-- Begin READING TEXT --

Another series that went was the Life Nature Library. The pictures are mostly black and white, the writing is dated, and I can easily find better information and pictures online. Nowadays if I need a photo of a cheetah I can find a hundred in less than a minute. It is not, in fact, entirely unlikely that I won't find live streaming video of some adorable cheetah cubs frisking in a zoo somewhere. Even better.

There is one passage in that series, though, which I would like to remember. It's in the Africa volume, and the poetry of it surprised me very much when I came across it some years ago. I will write it down here, as a way of remembering it, much like taking a picture of something while getting rid of the thing itself, a very useful strategy for de-cluttering if one is worried one might miss the original thing.

The book is from 1964 and is by Archie Carr (who according to Wikipedia was most well known for his work on saving sea turtles). It is about that famous bird from Madagascar, the long-extinct dodo. He wrote:

The dodo was first seen by Europeans when the island was discovered in 1507. One hundred and seventy-four years later the last dodo died.... Because dodos were big, easily caught and fair eating, they attracted ships that were running short of victuals, which ships in those days always seemed to be doing....

-- End READING TEXT --
-- Begin DATA SUPPLIED --

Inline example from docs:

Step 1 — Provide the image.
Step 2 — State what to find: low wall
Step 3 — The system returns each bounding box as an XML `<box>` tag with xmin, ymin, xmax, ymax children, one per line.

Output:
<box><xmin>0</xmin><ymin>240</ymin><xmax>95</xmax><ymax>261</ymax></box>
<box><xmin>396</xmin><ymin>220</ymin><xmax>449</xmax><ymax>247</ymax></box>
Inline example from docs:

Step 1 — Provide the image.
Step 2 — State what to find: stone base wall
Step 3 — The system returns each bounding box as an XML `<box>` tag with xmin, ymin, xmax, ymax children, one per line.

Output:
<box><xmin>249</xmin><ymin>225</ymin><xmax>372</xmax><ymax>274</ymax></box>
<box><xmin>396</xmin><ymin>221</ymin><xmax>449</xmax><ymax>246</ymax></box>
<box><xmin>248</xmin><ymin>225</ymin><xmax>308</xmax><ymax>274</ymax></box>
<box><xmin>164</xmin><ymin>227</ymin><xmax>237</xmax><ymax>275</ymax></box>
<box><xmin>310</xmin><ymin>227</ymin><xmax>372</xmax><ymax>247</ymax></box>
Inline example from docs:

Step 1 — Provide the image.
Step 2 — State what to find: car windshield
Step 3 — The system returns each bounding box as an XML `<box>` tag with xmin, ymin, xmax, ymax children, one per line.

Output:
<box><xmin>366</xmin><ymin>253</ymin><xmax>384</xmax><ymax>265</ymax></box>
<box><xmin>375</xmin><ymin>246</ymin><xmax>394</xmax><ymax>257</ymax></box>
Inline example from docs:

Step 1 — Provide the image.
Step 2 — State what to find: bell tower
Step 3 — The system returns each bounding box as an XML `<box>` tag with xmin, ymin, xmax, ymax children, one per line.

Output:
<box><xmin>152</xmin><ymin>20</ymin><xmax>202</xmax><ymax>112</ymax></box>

-- End DATA SUPPLIED --

INSTRUCTIONS TO FOLLOW:
Write out the text about the Life Nature Library word for word, from "The book is" up to and including "to be doing....".

EXERCISE ANSWER:
The book is from 1964 and is by Archie Carr (who according to Wikipedia was most well known for his work on saving sea turtles). It is about that famous bird from Madagascar, the long-extinct dodo. He wrote:

The dodo was first seen by Europeans when the island was discovered in 1507. One hundred and seventy-four years later the last dodo died.... Because dodos were big, easily caught and fair eating, they attracted ships that were running short of victuals, which ships in those days always seemed to be doing....